**Text extract:**
Our culture, high and low, is suffused with a gleeful contempt for traditional forms of authority and traditional standards. This contempt inspires rock videos and the proceedings of the Modern Language Association; it can be seen in situation comedies and dictionaries. And yet, paradoxically, one can at the same time sense in contemporary America a desperate hunger for rules and standards. This hunger has made millionaires of the popular authors and broadcasters who can speak to it -- William Bennett, Judith Martin, Laura Schlessinger, and the two New York area women who composed The Rules. Across the country, aspiring politicians have won thousands of elections to school boards, to district attorney's offices, to Congress by promising stricter and tougher enforcement of moral norms. Intellectuals as diverse as communitarian philosopher Michael Sandel and immigration critic Peter Brimelow have tried, each in his own way, to formulate some new vision of a coherent America. President Clinton himself won his uphill battle in 1992 by identifying himself with a "forgotten middle class" that "plays by the rules."


Human beings yearn for rules to live by. And yet it's equally clear that these rules -- whether of language, of aesthetics, of etiquette, of academic excellence, of the most fundamental areas of morality -- aren't there, that they haven't been there for a very long time, and that they therefore cannot be enforced. The Supreme Court has gone so far as to claim that the very idea of agreed-upon norms may contravene the fundamental promises of the American Constitution. It said in the landmark 1992 case Planned Parenthood v. Casey, "At the heart of liberty is the right to define one's own concept of existence, of meaning, of the universe, and of the mystery of human life."


The problem is, of course, that most of us simply aren't capable of defining our own concepts of meaning. We take them secondhand or third-hand from others -- from the leaders of our society, from our elites. John Maynard Keynes described this transmission of values in his characteristically blunt way: "Civilization was a thin and precarious crust erected by the personality and will of the few, and only maintained by rules and conventions skillfully put across and guilefully preserved." No wonder, then, that so many feel their civilization is corroding. American and European elites have declined to do their job of putting across and preserving the rules and conventions most people yearn for. It's not that our elites have ceased to govern. It's that they govern in a curious, arguably unprecedented, way. They present themselves less as elites than as anti-elites. They rest their legitimacy -- their right to rule in politics, their right to lead intellectual opinion, their right to decide aesthetic questions, their right to construe the law, their right to instruct the young -- not on their ability to interpret and preserve society's inherited rules, but on their eagerness to emancipate their fellow citizens from those inherited rules. It has been the great theme of the 20th century, and it threatens to dominate the 21st as well.

**Given problem 1:**
Summarize the passage about authority and standards in two sentences.
**Given problem 2:**
Write the next part of the passage about authority and standards, picking up after its final sentence.
None of the material has any bearing on the passage about authority and standards.

**Information supplied:**
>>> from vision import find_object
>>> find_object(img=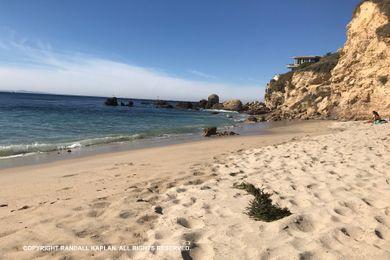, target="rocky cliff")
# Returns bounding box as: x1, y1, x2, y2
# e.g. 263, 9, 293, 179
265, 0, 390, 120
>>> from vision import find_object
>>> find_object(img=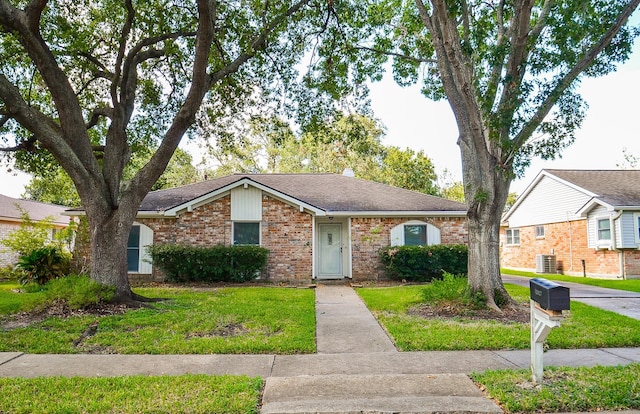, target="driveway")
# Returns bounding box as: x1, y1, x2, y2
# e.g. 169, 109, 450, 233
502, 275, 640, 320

---

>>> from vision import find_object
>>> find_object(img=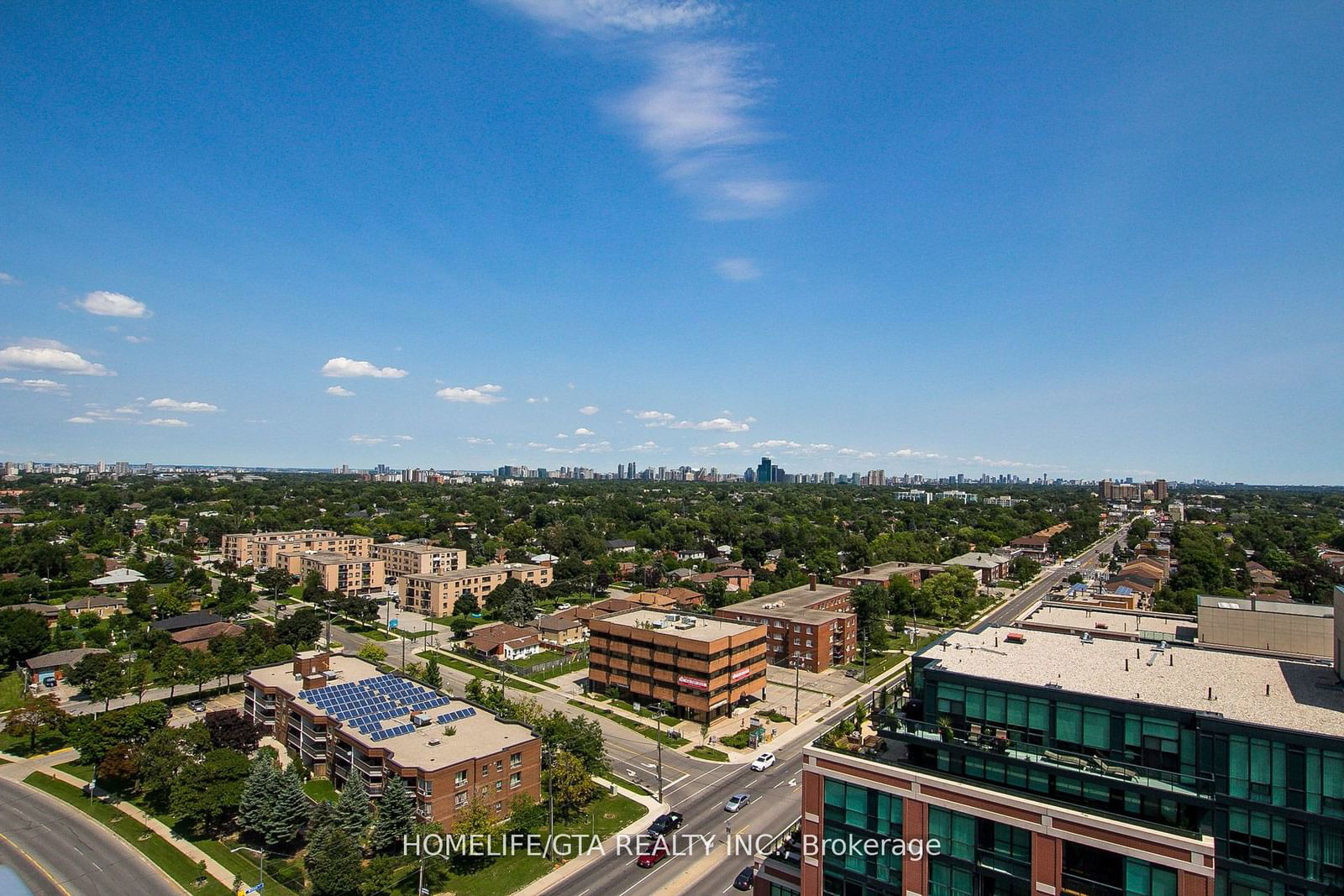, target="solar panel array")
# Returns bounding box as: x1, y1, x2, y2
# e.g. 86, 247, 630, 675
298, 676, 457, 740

**Exercise output 1:**
American culture shows a gleeful contempt for traditional authority and standards, yet also a desperate hunger for rules that popular authors, politicians, and intellectuals have tried to answer. Because most people take their concepts of meaning from their society's elites, the passage argues, the decision of American and European elites to emancipate citizens from inherited rules rather than preserve them leaves many feeling that their civilization is corroding.

**Exercise output 2:**
Moral certainty has been ebbing out of our culture for a very long time. One can trace the loss as far back as one wants to go. Matthew Arnold heard the "melancholy, long, withdrawing roar" of the sea of faith at Dover Beach 130 years ago. Or one can put the finger on a time much closer to us: For Americans, that would be the 1950s and 1960s, when the disaster in Vietnam and complicity with segregation discredited their parents in the eyes of today's forty- and fifty-something baby boomers. And yet despite all the complexities and subtleties of history, perhaps one can discern a single epicenter of the great shock that still convulses the culture of the Western world: April 1917, 80 years ago this month, when President Wilson took the United States into the war raging in Europe.


The Great War was fought a long time ago, and since then our century has suffered no end of atrocities, some of them even more appalling than the slaughter in the trenches. But it is not wrong, I think, to continue to see the war as the central event of modern times, the caesura that cleaves the Western world's 200-year-old experiment with bourgeois civilization precisely in half.